SOURCE DATA:

<<<<

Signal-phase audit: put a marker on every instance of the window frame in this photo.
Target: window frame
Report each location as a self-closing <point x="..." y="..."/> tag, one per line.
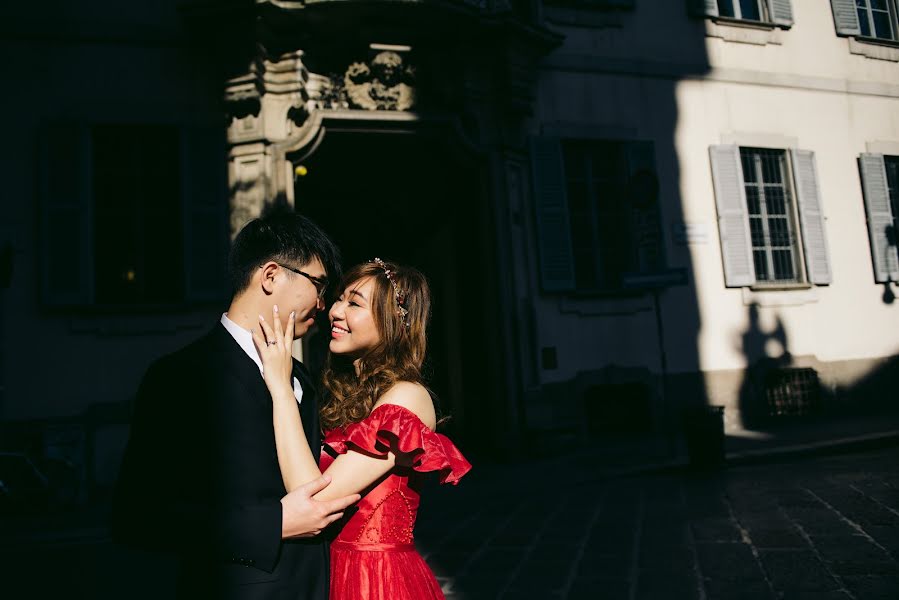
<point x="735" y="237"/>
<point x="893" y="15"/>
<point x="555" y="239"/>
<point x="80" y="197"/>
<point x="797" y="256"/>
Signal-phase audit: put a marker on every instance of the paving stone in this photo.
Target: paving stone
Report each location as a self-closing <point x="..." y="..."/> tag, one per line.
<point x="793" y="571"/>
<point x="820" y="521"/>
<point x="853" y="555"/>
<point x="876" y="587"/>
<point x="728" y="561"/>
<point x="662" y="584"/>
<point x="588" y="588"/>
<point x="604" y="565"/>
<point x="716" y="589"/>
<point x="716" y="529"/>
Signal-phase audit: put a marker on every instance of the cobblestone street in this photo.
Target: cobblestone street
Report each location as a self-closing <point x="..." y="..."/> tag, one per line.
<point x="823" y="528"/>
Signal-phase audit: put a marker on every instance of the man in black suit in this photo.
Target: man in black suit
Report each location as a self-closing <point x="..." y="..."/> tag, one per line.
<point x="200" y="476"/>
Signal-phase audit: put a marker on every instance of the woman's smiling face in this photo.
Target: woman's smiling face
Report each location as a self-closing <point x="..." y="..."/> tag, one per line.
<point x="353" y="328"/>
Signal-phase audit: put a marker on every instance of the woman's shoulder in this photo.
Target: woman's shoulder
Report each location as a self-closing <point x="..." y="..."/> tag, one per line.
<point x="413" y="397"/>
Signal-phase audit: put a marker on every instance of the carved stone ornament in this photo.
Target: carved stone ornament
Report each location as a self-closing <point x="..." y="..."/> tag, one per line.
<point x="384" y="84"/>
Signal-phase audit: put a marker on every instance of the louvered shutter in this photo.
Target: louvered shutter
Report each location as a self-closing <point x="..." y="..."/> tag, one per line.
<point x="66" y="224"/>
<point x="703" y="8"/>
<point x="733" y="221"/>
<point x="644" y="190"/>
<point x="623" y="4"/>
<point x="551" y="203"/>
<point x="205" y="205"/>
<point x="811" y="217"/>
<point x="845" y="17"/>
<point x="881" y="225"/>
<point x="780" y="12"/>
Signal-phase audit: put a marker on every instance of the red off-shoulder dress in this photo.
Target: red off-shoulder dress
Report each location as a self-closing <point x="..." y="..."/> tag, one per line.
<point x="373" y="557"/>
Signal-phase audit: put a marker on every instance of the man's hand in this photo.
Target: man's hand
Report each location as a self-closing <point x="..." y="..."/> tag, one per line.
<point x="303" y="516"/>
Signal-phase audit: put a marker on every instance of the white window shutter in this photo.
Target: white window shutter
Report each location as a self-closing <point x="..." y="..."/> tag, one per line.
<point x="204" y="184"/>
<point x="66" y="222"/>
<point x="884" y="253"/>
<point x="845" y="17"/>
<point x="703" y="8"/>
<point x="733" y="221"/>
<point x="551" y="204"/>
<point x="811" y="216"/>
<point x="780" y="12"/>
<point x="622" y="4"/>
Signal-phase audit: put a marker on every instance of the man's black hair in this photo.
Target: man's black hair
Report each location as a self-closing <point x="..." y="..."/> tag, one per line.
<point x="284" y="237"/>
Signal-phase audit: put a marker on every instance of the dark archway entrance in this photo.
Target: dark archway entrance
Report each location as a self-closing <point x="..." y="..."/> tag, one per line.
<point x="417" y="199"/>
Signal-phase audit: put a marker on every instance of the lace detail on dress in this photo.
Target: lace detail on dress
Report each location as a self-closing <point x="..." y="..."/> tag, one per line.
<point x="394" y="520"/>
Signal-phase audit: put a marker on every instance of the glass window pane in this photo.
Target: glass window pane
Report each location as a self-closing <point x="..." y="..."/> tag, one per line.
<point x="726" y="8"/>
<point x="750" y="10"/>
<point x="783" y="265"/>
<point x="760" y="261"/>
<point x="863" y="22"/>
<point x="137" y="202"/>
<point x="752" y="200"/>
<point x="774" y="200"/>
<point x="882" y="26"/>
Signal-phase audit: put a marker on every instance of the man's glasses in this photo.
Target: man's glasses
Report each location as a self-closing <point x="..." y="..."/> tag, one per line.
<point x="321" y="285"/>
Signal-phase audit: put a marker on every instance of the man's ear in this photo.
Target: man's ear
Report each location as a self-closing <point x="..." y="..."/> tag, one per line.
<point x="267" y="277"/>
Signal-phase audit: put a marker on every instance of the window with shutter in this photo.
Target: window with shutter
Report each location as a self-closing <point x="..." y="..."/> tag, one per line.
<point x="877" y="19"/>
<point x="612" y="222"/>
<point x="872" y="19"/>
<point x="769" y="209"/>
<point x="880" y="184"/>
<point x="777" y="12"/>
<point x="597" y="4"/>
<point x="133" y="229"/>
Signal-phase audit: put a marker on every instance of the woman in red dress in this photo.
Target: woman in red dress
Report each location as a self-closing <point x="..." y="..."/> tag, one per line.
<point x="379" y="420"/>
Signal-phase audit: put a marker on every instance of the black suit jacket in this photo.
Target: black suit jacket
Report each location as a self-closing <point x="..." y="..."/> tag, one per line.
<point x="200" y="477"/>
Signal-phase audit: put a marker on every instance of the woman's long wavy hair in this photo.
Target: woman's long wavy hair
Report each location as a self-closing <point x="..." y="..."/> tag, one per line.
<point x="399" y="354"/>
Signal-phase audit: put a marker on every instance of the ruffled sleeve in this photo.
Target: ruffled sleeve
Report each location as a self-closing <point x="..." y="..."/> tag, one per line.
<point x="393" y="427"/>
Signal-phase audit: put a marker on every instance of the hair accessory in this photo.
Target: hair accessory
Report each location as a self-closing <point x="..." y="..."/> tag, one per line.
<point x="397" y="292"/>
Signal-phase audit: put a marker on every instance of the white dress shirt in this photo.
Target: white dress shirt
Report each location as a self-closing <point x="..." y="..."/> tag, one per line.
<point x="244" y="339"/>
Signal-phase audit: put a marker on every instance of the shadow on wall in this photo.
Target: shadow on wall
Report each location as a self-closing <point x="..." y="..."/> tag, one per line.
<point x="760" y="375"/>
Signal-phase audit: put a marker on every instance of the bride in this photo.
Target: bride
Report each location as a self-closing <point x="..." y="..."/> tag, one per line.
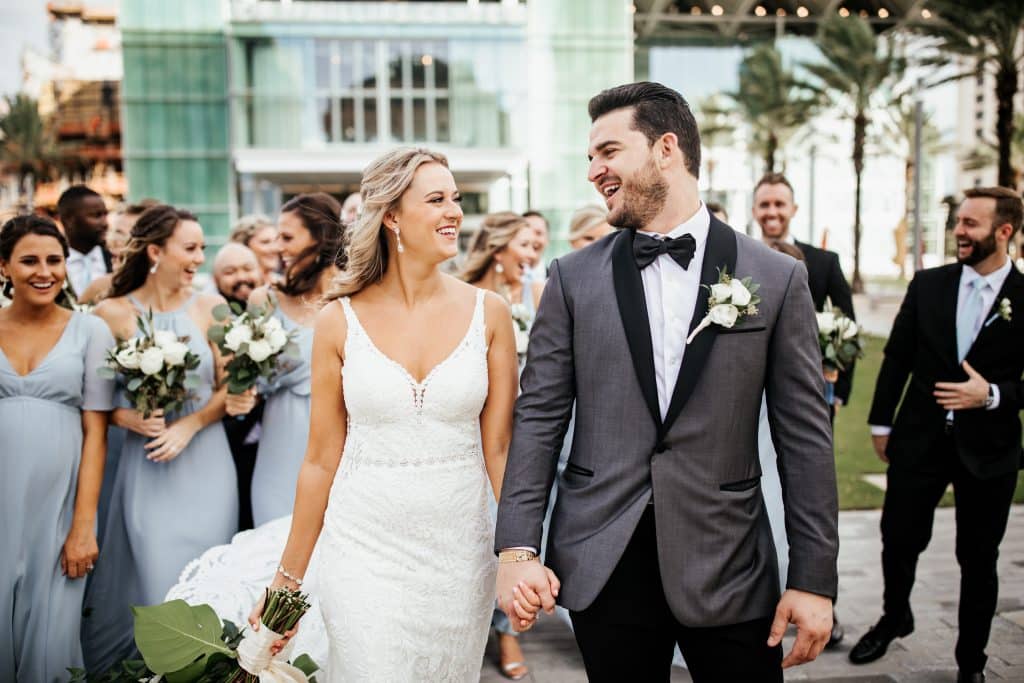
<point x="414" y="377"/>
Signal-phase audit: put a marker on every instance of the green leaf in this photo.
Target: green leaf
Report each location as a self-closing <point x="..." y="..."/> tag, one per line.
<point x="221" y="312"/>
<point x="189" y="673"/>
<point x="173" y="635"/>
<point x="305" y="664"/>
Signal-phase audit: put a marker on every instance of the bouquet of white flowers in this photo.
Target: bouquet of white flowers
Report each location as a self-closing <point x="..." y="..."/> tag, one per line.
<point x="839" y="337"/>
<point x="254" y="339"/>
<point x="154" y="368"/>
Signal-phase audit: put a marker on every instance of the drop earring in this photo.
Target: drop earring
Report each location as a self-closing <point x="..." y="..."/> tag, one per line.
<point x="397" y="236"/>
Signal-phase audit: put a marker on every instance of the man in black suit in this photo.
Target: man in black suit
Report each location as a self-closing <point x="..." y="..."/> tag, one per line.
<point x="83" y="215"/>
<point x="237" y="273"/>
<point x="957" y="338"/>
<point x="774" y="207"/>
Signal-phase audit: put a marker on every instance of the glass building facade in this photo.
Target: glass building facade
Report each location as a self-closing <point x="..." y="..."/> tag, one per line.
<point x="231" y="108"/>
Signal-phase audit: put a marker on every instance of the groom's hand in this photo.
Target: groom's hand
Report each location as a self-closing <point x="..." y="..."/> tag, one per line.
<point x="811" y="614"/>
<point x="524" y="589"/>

>>>>

TASK: Only lines that contain the string "jacket" count; pick each one out of the records and copy it.

SOLUTION FOR THIS TASK:
Signal-phase audit: put a marker on every instance of the black suit jacket in this photo.
Target: black suit jacket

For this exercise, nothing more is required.